Two years after he accepted the role of chaplain at the growing Hudson Foods, Southwestern Seminary invited Newberry to speak in chapel and to guest-teach in a chaplaincy course. Newberry, who completed his seminary degree in 1953, felt honored and privileged to encourage the students who sat in the same place he had more than two decades earlier. He realized his degree armed him with the knowledge and tools needed to follow God everywhere He would send him.
“My Master of Divinity studies prepared me spiritually as a minister of the gospel, and my religious education classes prepared me to spread the gospel both in the pastorate and in the chaplaincy,” Newberry said.
When he guest-taught in the chaplaincy class with Gerald Marsh, now-retired professor of pastoral ministry, Newberry said he, too, was encouraged.
“When I asked (Marsh) if he could recommend to me a book on industrial chaplaincy, he replied, ‘Yes, I can: the New Testament,’” Newberry recalled. “I needed to hear those words. After all, if our marching order can’t be found in the New Testament, we shouldn’t be marching in that direction.”
With that reminder, Newberry continued to march on, serving in his chaplaincy position for nearly two decades. In 1992, Newberry retired from chaplaincy and returned to the pulpit once again, leading as an interim and then a full-time senior pastor until 2005. Over a span of three decades, Newberry served as an executive board member of Midwestern Baptist Theological Seminary and as chairman of the development committee at Midwestern, as well as other capacities.
In 1996, Newberry celebrated 50 years of ministry, having been first ordained to the gospel ministry in 1946, just after graduating from Ouachita Baptist University. The late Adrian Rogers, the then-pastor of Bellevue Baptist Church in Cordova, Tenn., where one of Newberry’s three sons, Phil, still serves on staff, sent a note of thanks and encouragement to Newberry for five decades of service to the Lord. But Newberry was still not finished with ministry.

ENTRIES PROVIDED:
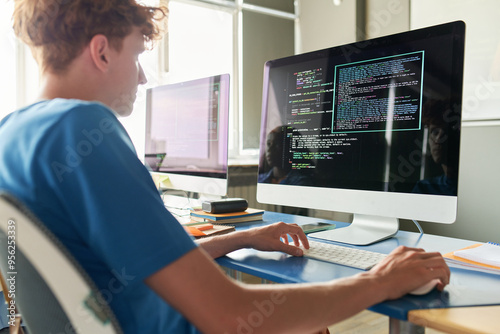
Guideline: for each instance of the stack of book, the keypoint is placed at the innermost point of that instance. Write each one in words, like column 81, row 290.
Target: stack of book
column 201, row 230
column 204, row 224
column 227, row 218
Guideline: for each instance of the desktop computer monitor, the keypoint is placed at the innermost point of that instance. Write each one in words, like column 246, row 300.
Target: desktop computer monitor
column 370, row 128
column 187, row 135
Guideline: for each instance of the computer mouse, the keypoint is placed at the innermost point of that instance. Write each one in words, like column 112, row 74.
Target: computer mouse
column 426, row 288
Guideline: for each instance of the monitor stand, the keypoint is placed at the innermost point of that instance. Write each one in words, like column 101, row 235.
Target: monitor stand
column 364, row 230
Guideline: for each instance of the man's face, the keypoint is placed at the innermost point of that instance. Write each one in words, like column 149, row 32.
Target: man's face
column 126, row 73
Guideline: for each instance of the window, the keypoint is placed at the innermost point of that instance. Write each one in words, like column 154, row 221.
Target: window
column 206, row 37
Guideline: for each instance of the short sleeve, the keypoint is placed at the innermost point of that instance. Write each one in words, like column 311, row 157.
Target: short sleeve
column 107, row 193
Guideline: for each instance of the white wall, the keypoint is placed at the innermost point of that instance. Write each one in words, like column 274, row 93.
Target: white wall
column 323, row 25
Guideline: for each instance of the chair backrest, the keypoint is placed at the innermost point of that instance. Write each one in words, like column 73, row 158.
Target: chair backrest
column 50, row 289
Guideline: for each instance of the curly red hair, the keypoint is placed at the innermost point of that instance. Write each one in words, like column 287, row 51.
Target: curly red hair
column 57, row 31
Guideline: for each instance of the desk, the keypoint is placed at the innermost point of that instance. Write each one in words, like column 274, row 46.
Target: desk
column 466, row 288
column 460, row 320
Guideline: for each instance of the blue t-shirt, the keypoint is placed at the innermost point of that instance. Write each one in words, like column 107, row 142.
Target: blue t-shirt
column 73, row 164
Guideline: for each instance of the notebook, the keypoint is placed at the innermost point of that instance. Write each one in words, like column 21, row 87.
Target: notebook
column 486, row 253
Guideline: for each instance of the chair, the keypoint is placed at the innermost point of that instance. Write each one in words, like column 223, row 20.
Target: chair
column 52, row 292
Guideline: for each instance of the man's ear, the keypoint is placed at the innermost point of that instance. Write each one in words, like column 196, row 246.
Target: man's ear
column 100, row 52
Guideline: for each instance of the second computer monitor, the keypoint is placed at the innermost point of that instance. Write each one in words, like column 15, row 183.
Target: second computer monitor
column 187, row 135
column 370, row 128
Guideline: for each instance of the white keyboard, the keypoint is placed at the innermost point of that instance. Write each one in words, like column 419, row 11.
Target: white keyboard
column 351, row 257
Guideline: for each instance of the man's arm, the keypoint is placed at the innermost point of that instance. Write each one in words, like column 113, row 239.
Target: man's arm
column 196, row 287
column 269, row 238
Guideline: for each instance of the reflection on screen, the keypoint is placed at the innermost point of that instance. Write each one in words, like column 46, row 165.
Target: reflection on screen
column 186, row 127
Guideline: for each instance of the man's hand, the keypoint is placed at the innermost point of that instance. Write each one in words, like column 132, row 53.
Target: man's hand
column 275, row 238
column 406, row 269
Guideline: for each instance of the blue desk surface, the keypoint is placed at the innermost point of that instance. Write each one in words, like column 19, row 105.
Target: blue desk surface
column 467, row 288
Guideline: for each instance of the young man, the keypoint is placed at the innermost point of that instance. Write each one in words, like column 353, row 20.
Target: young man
column 68, row 158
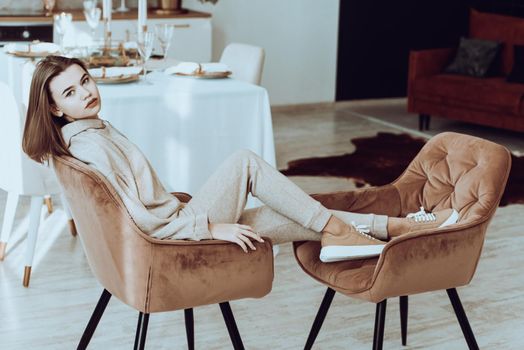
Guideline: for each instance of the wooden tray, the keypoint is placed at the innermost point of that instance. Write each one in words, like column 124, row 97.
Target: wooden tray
column 214, row 75
column 120, row 79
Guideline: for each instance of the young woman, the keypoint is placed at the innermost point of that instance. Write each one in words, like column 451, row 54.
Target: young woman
column 62, row 119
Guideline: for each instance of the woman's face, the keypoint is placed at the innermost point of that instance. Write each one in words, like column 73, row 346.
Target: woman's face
column 75, row 94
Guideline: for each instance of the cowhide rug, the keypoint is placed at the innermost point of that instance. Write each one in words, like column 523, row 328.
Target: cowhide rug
column 380, row 159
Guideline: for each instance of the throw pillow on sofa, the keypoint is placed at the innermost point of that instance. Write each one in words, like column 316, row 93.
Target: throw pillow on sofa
column 474, row 57
column 517, row 72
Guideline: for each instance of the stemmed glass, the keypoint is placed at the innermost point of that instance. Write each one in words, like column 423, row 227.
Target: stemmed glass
column 145, row 49
column 164, row 33
column 63, row 22
column 49, row 5
column 93, row 18
column 122, row 7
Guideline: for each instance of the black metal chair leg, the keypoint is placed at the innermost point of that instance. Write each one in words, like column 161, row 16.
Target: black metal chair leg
column 462, row 318
column 93, row 321
column 423, row 121
column 190, row 332
column 231, row 326
column 428, row 119
column 141, row 331
column 380, row 318
column 319, row 319
column 404, row 318
column 137, row 334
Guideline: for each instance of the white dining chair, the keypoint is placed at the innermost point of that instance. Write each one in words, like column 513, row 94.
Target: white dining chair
column 21, row 176
column 245, row 61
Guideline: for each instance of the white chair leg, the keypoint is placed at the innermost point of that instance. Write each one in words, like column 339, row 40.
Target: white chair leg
column 70, row 221
column 49, row 203
column 9, row 219
column 34, row 223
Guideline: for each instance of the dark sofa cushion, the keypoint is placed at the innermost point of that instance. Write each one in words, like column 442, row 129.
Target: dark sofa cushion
column 517, row 72
column 474, row 57
column 489, row 94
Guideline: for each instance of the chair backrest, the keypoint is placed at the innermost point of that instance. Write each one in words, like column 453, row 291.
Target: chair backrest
column 245, row 61
column 456, row 171
column 505, row 29
column 117, row 251
column 19, row 173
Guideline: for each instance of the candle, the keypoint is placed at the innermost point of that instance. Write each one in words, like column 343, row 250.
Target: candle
column 106, row 13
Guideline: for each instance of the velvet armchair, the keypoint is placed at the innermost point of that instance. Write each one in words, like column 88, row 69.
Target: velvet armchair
column 153, row 275
column 451, row 171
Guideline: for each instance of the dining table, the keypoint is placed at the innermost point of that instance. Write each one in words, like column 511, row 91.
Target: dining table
column 185, row 126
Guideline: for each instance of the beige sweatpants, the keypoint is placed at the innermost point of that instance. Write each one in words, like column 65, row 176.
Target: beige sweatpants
column 289, row 214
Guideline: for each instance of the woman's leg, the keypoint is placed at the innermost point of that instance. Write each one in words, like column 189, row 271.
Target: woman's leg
column 268, row 223
column 223, row 197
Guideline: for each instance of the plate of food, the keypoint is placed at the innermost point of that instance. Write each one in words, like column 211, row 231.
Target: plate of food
column 31, row 50
column 200, row 70
column 115, row 75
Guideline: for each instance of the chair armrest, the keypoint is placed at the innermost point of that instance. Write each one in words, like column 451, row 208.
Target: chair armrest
column 182, row 196
column 383, row 200
column 208, row 272
column 428, row 260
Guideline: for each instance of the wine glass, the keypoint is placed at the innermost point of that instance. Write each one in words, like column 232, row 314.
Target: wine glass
column 49, row 5
column 63, row 22
column 164, row 33
column 145, row 49
column 122, row 7
column 89, row 4
column 93, row 18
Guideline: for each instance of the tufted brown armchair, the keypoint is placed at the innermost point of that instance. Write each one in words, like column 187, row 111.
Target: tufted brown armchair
column 153, row 275
column 451, row 171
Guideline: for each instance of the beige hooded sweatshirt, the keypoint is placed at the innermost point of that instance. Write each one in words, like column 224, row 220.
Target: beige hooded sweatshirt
column 155, row 211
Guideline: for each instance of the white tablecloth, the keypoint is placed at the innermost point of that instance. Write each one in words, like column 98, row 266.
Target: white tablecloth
column 186, row 127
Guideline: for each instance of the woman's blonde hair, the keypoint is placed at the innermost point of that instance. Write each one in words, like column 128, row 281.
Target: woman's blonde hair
column 42, row 136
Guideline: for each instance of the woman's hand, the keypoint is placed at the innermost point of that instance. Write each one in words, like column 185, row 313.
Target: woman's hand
column 235, row 233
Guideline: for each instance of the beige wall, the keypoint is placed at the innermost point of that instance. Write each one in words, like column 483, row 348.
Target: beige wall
column 299, row 37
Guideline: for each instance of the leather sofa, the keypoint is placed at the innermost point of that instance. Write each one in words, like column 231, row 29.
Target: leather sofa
column 490, row 101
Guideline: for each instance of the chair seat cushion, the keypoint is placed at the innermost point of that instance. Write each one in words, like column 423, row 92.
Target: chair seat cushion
column 488, row 94
column 348, row 277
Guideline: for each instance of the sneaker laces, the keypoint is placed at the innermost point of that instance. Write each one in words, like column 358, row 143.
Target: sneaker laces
column 362, row 229
column 422, row 216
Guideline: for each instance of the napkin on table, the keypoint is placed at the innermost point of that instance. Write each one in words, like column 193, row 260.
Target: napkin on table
column 36, row 47
column 193, row 68
column 113, row 71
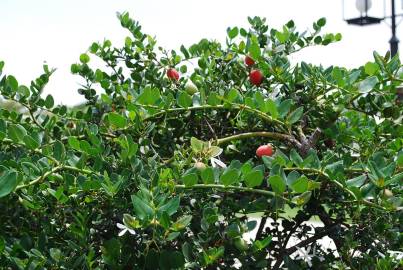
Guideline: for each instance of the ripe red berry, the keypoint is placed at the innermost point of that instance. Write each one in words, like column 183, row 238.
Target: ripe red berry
column 249, row 61
column 173, row 74
column 264, row 150
column 256, row 77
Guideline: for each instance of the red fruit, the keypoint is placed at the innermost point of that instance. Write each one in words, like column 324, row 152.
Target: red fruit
column 173, row 74
column 264, row 150
column 256, row 77
column 249, row 61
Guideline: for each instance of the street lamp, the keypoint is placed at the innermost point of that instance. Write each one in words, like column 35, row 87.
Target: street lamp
column 363, row 6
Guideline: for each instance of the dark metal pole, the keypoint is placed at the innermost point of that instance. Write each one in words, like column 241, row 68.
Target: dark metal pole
column 394, row 41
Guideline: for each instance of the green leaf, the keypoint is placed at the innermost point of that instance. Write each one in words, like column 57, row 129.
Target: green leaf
column 117, row 120
column 74, row 143
column 371, row 68
column 302, row 199
column 141, row 207
column 182, row 223
column 232, row 33
column 368, row 84
column 295, row 115
column 300, row 185
column 254, row 50
column 23, row 91
column 8, row 182
column 31, row 142
column 272, row 108
column 59, row 152
column 111, row 252
column 12, row 82
column 84, row 58
column 284, row 107
column 190, row 179
column 321, row 22
column 149, row 96
column 16, row 132
column 214, row 151
column 184, row 99
column 254, row 178
column 55, row 254
column 261, row 244
column 277, row 183
column 357, row 181
column 49, row 102
column 171, row 206
column 295, row 157
column 232, row 95
column 229, row 177
column 197, row 145
column 207, row 175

CHECK YOUR UNDERSTANDING:
1. Reproduce the stretch of the passage on Newberry's ministry from "Two years after" through "too, was encouraged.".
2. Resume the account of Newberry's ministry, continuing on from its last sentence.
The records were drawn from a separate source.

YOUR WRITTEN ANSWERS:
1.
Two years after he accepted the role of chaplain at the growing Hudson Foods, Southwestern Seminary invited Newberry to speak in chapel and to guest-teach in a chaplaincy course. Newberry, who completed his seminary degree in 1953, felt honored and privileged to encourage the students who sat in the same place he had more than two decades earlier. He realized his degree armed him with the knowledge and tools needed to follow God everywhere He would send him.
“My Master of Divinity studies prepared me spiritually as a minister of the gospel, and my religious education classes prepared me to spread the gospel both in the pastorate and in the chaplaincy,” Newberry said.
When he guest-taught in the chaplaincy class with Gerald Marsh, now-retired professor of pastoral ministry, Newberry said he, too, was encouraged.

2.
In 2003, in the midst of his service in the local church, Newberry began serving as a volunteer chaplain at St. Mary’s Hospital (now known as Mercy Hospital of Northwest Arkansas) in Rogers.
“My days as a volunteer chaplain began at 5 a.m., as my assignment was to minister to those going in for outpatient surgery,” Newberry said. “Being able to touch a large number of people each year and to bring them comfort, hope and peace before a critical time in their lives has been a rich blessing from God.”
Pierce McIntyre, who also serves as a chaplain at the hospital, says the patients Newberry encountered indeed saw him as a blessing.
“He continues to have an impact, not only while he volunteered here. Even today, he was recognized this morning at a board of trustees meeting at our hospital for his years of service here as well,” McIntyre said. “He continues to have an influence in the community. Patients at the hospital really appreciated the consistency of having Dean there when they came in, to pray for them.”
During his eight years of service at the hospital, Newberry ministered to about 6,000 people each year.
“The response from patients, family and friends has been overwhelming,” Newberry said of his volunteer service. “I have been paid well for my efforts.”
Though health matters led Newberry to resign from the volunteer chaplaincy in December 2011, Newberry said he continues to pray for chaplaincy staff and hopes his experiences can offer encouragement to students who have felt the same call on their lives that he received many years ago.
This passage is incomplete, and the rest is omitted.